**Exercise directions**. Every entry below must be repeated exactly; skip the pictures.

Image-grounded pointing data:
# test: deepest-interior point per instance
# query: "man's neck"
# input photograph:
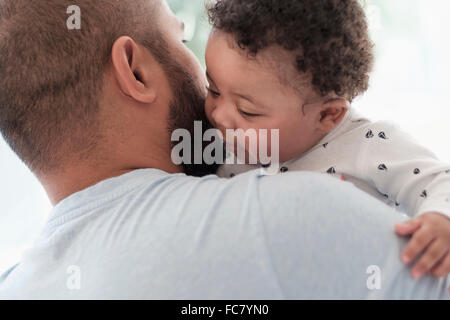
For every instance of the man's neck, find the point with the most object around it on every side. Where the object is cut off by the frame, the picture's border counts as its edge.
(73, 179)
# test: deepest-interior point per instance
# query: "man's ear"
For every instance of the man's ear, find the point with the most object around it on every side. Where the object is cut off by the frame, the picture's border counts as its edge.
(331, 114)
(132, 70)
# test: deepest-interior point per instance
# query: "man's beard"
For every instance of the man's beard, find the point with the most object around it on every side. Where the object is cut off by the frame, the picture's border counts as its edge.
(188, 106)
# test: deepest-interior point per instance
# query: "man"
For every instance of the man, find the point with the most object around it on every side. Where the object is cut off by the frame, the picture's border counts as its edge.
(91, 112)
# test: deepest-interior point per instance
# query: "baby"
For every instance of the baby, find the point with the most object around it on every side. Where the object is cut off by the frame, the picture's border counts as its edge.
(296, 65)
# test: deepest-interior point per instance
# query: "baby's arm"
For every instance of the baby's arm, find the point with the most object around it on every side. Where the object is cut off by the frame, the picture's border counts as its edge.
(412, 176)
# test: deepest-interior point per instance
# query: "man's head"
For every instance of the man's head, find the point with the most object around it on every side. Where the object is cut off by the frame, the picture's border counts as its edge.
(291, 65)
(109, 92)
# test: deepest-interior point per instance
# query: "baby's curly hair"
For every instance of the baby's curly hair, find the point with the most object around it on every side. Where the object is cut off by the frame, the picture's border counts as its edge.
(330, 38)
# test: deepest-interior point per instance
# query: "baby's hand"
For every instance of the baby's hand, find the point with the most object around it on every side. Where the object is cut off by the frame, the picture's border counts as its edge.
(432, 237)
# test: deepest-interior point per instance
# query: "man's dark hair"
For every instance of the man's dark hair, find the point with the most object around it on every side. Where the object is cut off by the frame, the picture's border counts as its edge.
(51, 78)
(329, 37)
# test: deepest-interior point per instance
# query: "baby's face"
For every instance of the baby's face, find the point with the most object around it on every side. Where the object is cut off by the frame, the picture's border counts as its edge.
(247, 94)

**Reply**.
# test: deepest-interior point per instance
# query: "man's neck"
# input photograph:
For every instance of the man's neck, find the point with the most object around it on every side. Where the object is cut off by the frame, the picture's border counts as its edge.
(73, 179)
# test: deepest-interior point per instance
# query: "man's ear"
For every instance of the man's ear, find the point with the most object around it on every side. Where the object is cut off by the frame, the picture's border counts as its edge.
(331, 114)
(132, 70)
# test: deepest-interior point per instance
# query: "man's beard"
For every instance of the man's beard, find the point with the most object around it on every side. Where the object is cut off by the frame, the picture's border counts as its edge.
(188, 106)
# test: deepest-interior point per instance
# query: "man"
For every instance of the man, find the point with the most object around it on every side. Where the object is cut off by the frame, the picture's border counts as its edge.
(91, 112)
# test: deepest-interior point per instance
# query: "baby"
For every instance of the baby, find the point with the most object around it on every side. Where the object is cut off by the frame, the picture's border counts as its edge.
(296, 65)
# test: deepest-interior point per instance
# query: "baby's arm"
For every instance of the baby's arm, find the point with the most object around it on every side. Where the object is cut off by the frame, the picture's border counts as its edge.
(412, 176)
# test: deepest-interior point per instance
# query: "man's head"
For every instance of the man's head, find the point with the most object around it on every side. Where the object is cut off by the frame, the picture's border counts as its edge.
(291, 65)
(109, 92)
# test: deepest-interior point per instance
# query: "baby's curly hair"
For every instance of the baby's curly hair, find the point with the most object around it on every side. Where the object is cut off by the frame, the picture's border counts as its edge.
(330, 38)
# test: deepest-interior point per instance
# query: "baby's hand"
For every instance of the baby's hand, find the point with the most object around it on every side. Where the object is cut off by the frame, the picture's border counts as its edge.
(432, 237)
# test: deepest-interior point per instance
# query: "man's dark hair"
For every instance of the man's dark hair, find the point with the most object around it on every side. Where the object is cut off by the frame, the picture's border counts as its edge.
(51, 78)
(329, 37)
# test: deepest-interior point per instance
# query: "baby's face"
For every instance of the baby's face, find the point with the most object around it on every side. Where the object is cut off by the frame, the picture's border counts as its edge.
(247, 94)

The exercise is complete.